Extract each line of the listing below that contains the word "plastic".

- Information provided:
****************************************
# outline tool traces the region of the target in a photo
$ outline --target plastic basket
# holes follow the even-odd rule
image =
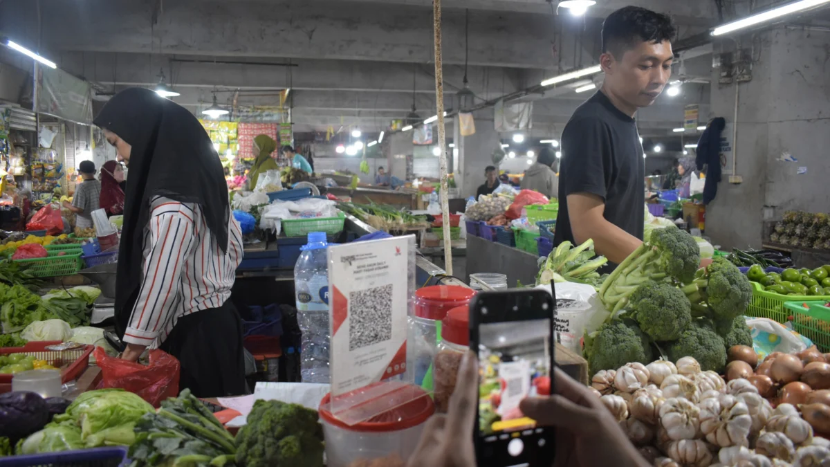
[[[551,242],[554,241],[554,234],[556,233],[555,220],[543,220],[537,222],[536,226],[539,227],[539,234],[542,237],[550,238]]]
[[[781,295],[764,290],[761,284],[752,283],[752,300],[744,313],[749,317],[766,317],[782,324],[788,321],[790,310],[784,305],[787,302],[830,301],[830,297],[818,295]]]
[[[443,227],[433,227],[432,234],[438,236],[439,240],[444,239],[444,228]],[[461,227],[451,227],[450,228],[450,239],[457,240],[461,238]]]
[[[28,273],[36,278],[51,278],[53,276],[69,276],[81,270],[83,261],[81,259],[81,251],[77,253],[66,252],[47,251],[46,258],[32,259],[15,259],[15,263],[28,268]],[[58,256],[60,253],[66,253]]]
[[[496,241],[509,247],[515,248],[516,246],[515,234],[514,234],[513,230],[510,229],[502,228],[496,230]]]
[[[0,458],[2,467],[119,467],[127,464],[126,446]]]
[[[37,360],[46,360],[49,365],[61,368],[61,382],[69,382],[84,372],[89,366],[90,356],[95,350],[95,346],[84,346],[68,351],[47,351],[47,346],[60,344],[61,341],[46,341],[42,342],[29,342],[22,347],[0,348],[0,355],[12,353],[25,353],[34,356]],[[11,384],[14,375],[0,375],[0,384]]]
[[[823,352],[830,351],[830,307],[827,302],[787,302],[793,329],[813,341]]]
[[[516,248],[526,251],[532,254],[539,254],[539,245],[536,238],[540,237],[538,232],[530,232],[524,229],[516,229]]]
[[[339,213],[337,217],[286,219],[282,219],[282,230],[286,237],[308,235],[311,232],[338,234],[343,231],[345,222],[346,216],[343,213]]]
[[[527,221],[530,224],[536,224],[541,220],[556,220],[556,216],[559,213],[559,203],[550,204],[528,204],[525,206],[527,213]]]

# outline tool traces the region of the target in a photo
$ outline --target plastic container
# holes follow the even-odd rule
[[[472,290],[484,290],[481,284],[473,280],[473,278],[483,282],[496,290],[507,288],[507,275],[497,273],[476,273],[470,274],[470,288]]]
[[[450,405],[450,396],[456,389],[458,368],[470,346],[470,308],[458,307],[447,313],[441,320],[441,342],[438,352],[432,363],[432,382],[435,391],[435,410],[447,412]]]
[[[403,465],[415,452],[421,433],[435,405],[427,393],[351,426],[334,418],[329,411],[331,396],[320,403],[320,421],[325,438],[328,467],[350,465]],[[388,460],[388,463],[384,462]],[[399,462],[393,464],[393,461]]]

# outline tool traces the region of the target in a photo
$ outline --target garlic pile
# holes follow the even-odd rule
[[[691,357],[599,371],[591,388],[656,467],[830,467],[830,441],[798,408],[773,409],[752,382]]]

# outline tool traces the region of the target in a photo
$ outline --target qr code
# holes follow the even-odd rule
[[[349,294],[349,350],[392,338],[392,284]]]

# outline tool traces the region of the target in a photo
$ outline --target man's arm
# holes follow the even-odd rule
[[[603,214],[605,201],[591,193],[574,193],[567,199],[571,231],[578,243],[593,239],[593,248],[608,261],[619,264],[642,241],[611,224]]]

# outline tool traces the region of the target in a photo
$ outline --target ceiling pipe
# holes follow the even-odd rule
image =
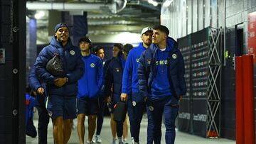
[[[114,0],[112,4],[95,3],[58,3],[58,2],[26,2],[28,10],[58,10],[58,11],[99,11],[107,8],[114,13],[123,10],[127,3],[127,0]],[[104,8],[104,9],[103,9]]]
[[[110,8],[112,4],[87,4],[87,3],[58,3],[58,2],[26,2],[26,7],[29,10],[100,10],[102,7]]]

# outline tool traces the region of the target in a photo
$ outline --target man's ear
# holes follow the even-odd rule
[[[167,39],[167,37],[168,37],[168,35],[167,35],[166,34],[165,34],[164,36],[164,38],[165,39]]]

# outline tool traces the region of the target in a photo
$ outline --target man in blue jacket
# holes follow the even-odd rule
[[[146,100],[148,113],[153,121],[154,143],[161,143],[161,126],[164,115],[165,140],[174,144],[175,119],[178,101],[186,94],[184,62],[177,43],[168,37],[166,26],[155,26],[153,44],[140,57],[138,78],[140,96]]]
[[[98,57],[90,52],[92,43],[88,38],[81,38],[79,40],[79,47],[85,64],[85,74],[78,81],[78,133],[80,143],[84,143],[84,123],[85,115],[88,116],[87,143],[92,143],[96,128],[97,113],[99,111],[98,98],[103,85],[103,65]]]
[[[63,63],[62,74],[56,75],[46,70],[48,62],[59,55]],[[84,64],[78,48],[72,45],[68,26],[57,24],[49,45],[36,58],[36,73],[46,84],[46,108],[53,120],[53,137],[57,144],[67,143],[71,135],[73,119],[76,117],[78,81],[84,72]]]
[[[106,78],[105,78],[105,94],[110,97],[111,99],[111,118],[114,118],[114,106],[121,101],[120,94],[122,92],[122,82],[125,62],[127,55],[133,46],[131,44],[124,45],[124,52],[119,51],[118,55],[112,60],[108,67]],[[111,92],[111,87],[113,87],[113,92]],[[123,123],[117,122],[116,128],[119,143],[127,143],[123,142],[122,137],[123,136]],[[116,133],[114,133],[116,135]]]
[[[96,48],[94,48],[93,52],[95,54],[95,55],[97,55],[100,58],[102,62],[103,63],[103,59],[105,56],[104,48],[102,46],[97,46]],[[103,66],[103,70],[104,70],[104,66]],[[105,72],[103,71],[103,75],[104,75],[104,72]],[[106,104],[105,102],[103,89],[104,89],[104,86],[102,87],[100,94],[99,95],[100,107],[99,107],[99,111],[97,113],[96,135],[94,138],[94,140],[92,140],[93,143],[101,143],[102,142],[100,135],[102,128],[103,120],[104,120],[104,110],[105,107],[105,106]]]
[[[134,143],[139,143],[139,142],[140,123],[145,108],[145,104],[143,101],[143,99],[139,96],[138,89],[137,72],[139,60],[142,52],[146,50],[151,44],[152,28],[150,27],[143,28],[141,38],[143,42],[137,48],[132,49],[129,53],[124,70],[121,94],[121,99],[122,101],[127,101],[128,99],[128,115],[131,125],[130,132],[132,137],[134,138]],[[132,79],[129,77],[132,77]],[[131,84],[132,85],[130,85]],[[128,95],[129,95],[129,97]],[[151,138],[150,136],[150,133],[151,133],[150,123],[151,122],[148,121],[149,126],[148,126],[147,140],[149,143],[152,141],[150,139]]]
[[[40,82],[36,74],[36,68],[33,67],[28,75],[28,83],[32,90],[36,92],[36,108],[38,111],[38,143],[47,143],[47,131],[50,116],[46,108],[46,84]]]

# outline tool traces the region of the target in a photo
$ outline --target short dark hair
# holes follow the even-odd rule
[[[81,43],[81,42],[87,42],[90,44],[92,44],[92,41],[87,38],[87,37],[82,37],[79,39],[78,43]]]
[[[103,46],[96,46],[93,48],[93,53],[97,54],[98,52],[98,51],[101,49],[104,50],[104,47]]]
[[[127,54],[133,48],[132,45],[127,43],[124,45],[124,52],[127,52]]]
[[[66,23],[58,23],[58,24],[55,26],[55,28],[54,28],[54,32],[56,33],[57,31],[58,31],[60,28],[62,28],[62,27],[67,27],[68,29],[69,29],[69,28],[68,28],[68,26]]]
[[[153,27],[153,29],[159,30],[160,31],[165,33],[167,36],[169,35],[169,34],[170,33],[168,28],[163,26],[163,25],[155,26]]]
[[[120,50],[122,50],[123,49],[123,45],[122,45],[122,43],[114,43],[114,47],[117,47]]]

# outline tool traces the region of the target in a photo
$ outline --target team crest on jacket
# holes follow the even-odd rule
[[[154,111],[154,107],[151,106],[149,106],[149,111]]]
[[[70,50],[70,55],[75,55],[75,52],[74,50]]]
[[[176,55],[175,53],[174,53],[171,56],[172,56],[172,57],[173,57],[174,59],[176,59],[176,58],[177,58],[177,55]]]
[[[147,62],[148,65],[150,65],[150,63],[151,63],[151,60],[146,60],[146,62]]]
[[[136,102],[134,101],[132,101],[132,106],[136,106]]]
[[[48,111],[48,115],[49,116],[53,116],[53,112],[51,111]]]

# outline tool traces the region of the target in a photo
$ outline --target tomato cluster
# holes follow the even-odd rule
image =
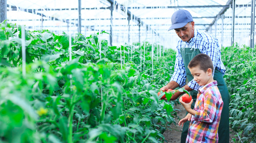
[[[172,89],[169,89],[167,90],[167,91],[166,91],[166,92],[169,92],[172,90]],[[161,94],[161,92],[159,92],[158,93],[158,94],[159,96],[160,94]],[[161,98],[161,99],[163,99],[165,98],[165,94],[164,94],[164,95],[163,95],[163,96]]]

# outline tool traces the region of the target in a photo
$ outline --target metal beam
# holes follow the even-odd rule
[[[111,4],[111,5],[110,6],[110,24],[111,24],[111,25],[110,25],[110,35],[109,36],[110,37],[110,45],[111,46],[112,46],[112,35],[113,35],[113,28],[112,27],[112,25],[113,25],[113,10],[114,10],[114,4],[113,3]]]
[[[233,45],[234,44],[234,36],[235,33],[235,10],[236,9],[236,8],[234,7],[234,5],[235,5],[236,1],[235,0],[233,0],[233,6],[232,7],[232,10],[233,13],[232,13],[232,39],[231,39],[231,46]]]
[[[228,8],[230,7],[232,7],[232,5],[231,6],[229,4],[227,3],[226,5],[213,5],[211,6],[167,6],[167,7],[128,7],[127,8],[128,9],[157,9],[157,8]],[[236,7],[251,7],[250,5],[236,5]]]
[[[81,34],[81,29],[82,26],[81,24],[81,0],[78,0],[78,32]]]
[[[227,4],[226,5],[231,5],[231,3],[232,2],[232,0],[228,0],[228,1],[227,2]],[[217,15],[216,15],[216,18],[214,19],[214,20],[213,20],[213,21],[212,21],[212,23],[210,24],[210,25],[209,26],[209,27],[208,27],[206,29],[206,31],[208,31],[209,29],[210,28],[210,27],[212,26],[213,25],[213,24],[214,23],[214,22],[217,19],[217,17],[218,17],[218,16],[221,15],[222,14],[223,14],[224,13],[226,10],[227,9],[229,8],[229,7],[224,7],[220,11],[220,12],[219,13],[217,14]]]
[[[255,5],[255,0],[251,0],[251,4]],[[254,27],[255,21],[254,16],[255,15],[255,7],[251,7],[251,40],[250,46],[251,48],[254,48],[254,34],[255,34],[255,27]]]
[[[7,19],[7,0],[0,0],[0,23]]]
[[[114,3],[114,1],[112,0],[108,0],[110,3]],[[251,5],[236,5],[236,7],[251,7]],[[121,7],[123,7],[123,6],[121,6]],[[126,7],[128,9],[130,9],[132,8],[134,9],[156,9],[156,8],[228,8],[230,7],[232,7],[232,5],[227,4],[224,5],[214,5],[211,6],[167,6],[167,7]],[[118,8],[117,8],[117,9]],[[105,8],[99,8],[100,9],[110,9],[110,7],[105,7]],[[96,10],[98,9],[96,8],[82,8],[82,10]],[[78,8],[44,8],[43,9],[39,9],[38,11],[41,10],[78,10]]]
****************************************
- Right answer:
$ outline --target plastic basket
$ outline --target plastic container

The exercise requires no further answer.